Tutte le volte in cui vengono rilevati casi di malattie infettive rare o emergenti, si dimostrano due cose. Da una parte che il meccanismo di identificazione e di monitoraggio del Sistema Sanitario Nazionale funziona e dall’altra quanto le malattie infettive siano un capitolo sempre più attuale, e questo per effetto di alcuni importanti fattori.

I grandi cambiamenti climatici, l’aumento demografico della popolazione mondiale, l’alterazione di alcuni ecosistemi (a causa, ad esempio, della deforestazione), l’aumento dei viaggi intercontinentali e la grande urbanizzazione di alcune aree del mondo, nonché la sempre più stretta convivenza tra animale e uomo, sono alcune delle componenti che favoriscono la comparsa di nuovi patogeni o la recrudescenza di vecchi. Non è un caso se, dagli anni Ottanta ad oggi, quasi quaranta patogeni sono stati a ‘rischio pandemico’ (dall’Hiv, prima pandemia del mondo globalizzato, all’influenza suina, dalla mucca pazza all’Aviaria, dall’Ebola alla Sars di inizio anni Duemila).

ELENCO DATI -
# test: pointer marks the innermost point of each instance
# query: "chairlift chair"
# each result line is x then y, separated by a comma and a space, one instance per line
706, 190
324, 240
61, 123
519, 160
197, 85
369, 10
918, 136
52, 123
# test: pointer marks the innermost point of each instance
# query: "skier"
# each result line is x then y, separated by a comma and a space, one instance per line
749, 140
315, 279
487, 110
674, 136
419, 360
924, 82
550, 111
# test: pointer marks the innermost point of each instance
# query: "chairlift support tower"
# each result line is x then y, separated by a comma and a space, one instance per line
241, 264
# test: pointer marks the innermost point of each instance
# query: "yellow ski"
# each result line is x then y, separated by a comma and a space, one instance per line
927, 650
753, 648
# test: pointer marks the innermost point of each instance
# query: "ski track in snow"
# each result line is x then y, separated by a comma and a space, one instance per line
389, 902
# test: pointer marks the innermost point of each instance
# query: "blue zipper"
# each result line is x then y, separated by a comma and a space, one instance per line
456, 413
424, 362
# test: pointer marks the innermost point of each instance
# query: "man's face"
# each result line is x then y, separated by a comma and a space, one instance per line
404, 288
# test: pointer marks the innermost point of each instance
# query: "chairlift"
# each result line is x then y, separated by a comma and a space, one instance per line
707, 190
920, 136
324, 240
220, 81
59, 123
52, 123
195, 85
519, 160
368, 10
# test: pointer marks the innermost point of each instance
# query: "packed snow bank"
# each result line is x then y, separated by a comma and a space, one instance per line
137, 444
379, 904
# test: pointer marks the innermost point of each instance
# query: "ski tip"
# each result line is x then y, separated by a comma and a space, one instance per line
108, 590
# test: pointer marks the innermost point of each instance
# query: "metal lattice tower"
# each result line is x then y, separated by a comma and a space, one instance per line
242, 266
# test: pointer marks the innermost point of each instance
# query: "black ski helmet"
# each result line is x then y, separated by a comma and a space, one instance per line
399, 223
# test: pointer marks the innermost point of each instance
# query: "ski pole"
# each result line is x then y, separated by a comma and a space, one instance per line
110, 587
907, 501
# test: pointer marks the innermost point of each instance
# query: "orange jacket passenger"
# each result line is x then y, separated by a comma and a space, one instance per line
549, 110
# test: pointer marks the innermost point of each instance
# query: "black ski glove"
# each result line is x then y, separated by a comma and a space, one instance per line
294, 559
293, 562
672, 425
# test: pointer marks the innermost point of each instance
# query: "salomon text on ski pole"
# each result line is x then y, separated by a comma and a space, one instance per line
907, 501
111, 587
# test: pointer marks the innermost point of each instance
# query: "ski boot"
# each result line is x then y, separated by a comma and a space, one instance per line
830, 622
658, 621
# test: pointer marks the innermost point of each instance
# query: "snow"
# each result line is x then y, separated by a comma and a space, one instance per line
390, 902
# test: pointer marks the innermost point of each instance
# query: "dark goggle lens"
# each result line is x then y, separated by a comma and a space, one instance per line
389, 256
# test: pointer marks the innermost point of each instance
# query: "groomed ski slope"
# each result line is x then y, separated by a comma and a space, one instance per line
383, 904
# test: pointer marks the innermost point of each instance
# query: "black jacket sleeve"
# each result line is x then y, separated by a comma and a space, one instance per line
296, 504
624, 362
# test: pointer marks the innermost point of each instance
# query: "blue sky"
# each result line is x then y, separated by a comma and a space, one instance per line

LAVORO RICHIESTO - Riprendi il testo sulle malattie infettive rare ed emergenti e proseguilo subito dopo la sua ultima frase.

SPAZIO RISPOSTA -
In questo caso più che in altri, l’interconnessione uomo, animale e ambiente è decisiva. Per le malattie trasmesse da vettori, infatti, è l’aumento delle temperature che ha consentito ad alcune zanzare di raggiungere zone che in passato non occupavano. E così le malattie che un tempo erano definite ‘tropicali’, perché localizzate solo attorno all’equatore, sono oggi diventate di interesse globale per effetto dell’innalzamento delle temperature e la possibilità di riuscire a raggiungere persino alcune zone della Siberia. E così febbre gialla, Chikungunya, Zika o Dengue sono diventate patologie emergenti anche in aree che un tempo non ne erano interessate.

Non a caso infatti le zoonosi, che nel 70% dei casi originano dal mondo animale, iniziano a colpire l’uomo dopo un classico salto di specie che a volte compiono proprio grazie a questi vettori biologici.

Tra quelle citate, l’attenzione di molti scienziati è da anni rivolta alla febbre Dengue: ogni anno colpisce circa cento milioni di persone e causa, secondo i dati dell’Oms, oltre ventimila vittime. La stragrande maggioranza dei casi si verificano in zone tropicali e subtropicali. Ma le cifre sono probabilmente sottostimate: in molti casi la malattia non viene identificata dai medici curanti. E le aree a rischio Dengue nel mondo sono sempre più ampie, secondo i report del CDC (Center for disease control and prevention), in virtù di una più diffusa presenza del suo vettore.

Ovviamente non è solo colpa delle zanzare, ma a contribuire alla diffusione di alcune malattie infettive ci sono anche altri vettori primari come mosche, zecche e flebotomi.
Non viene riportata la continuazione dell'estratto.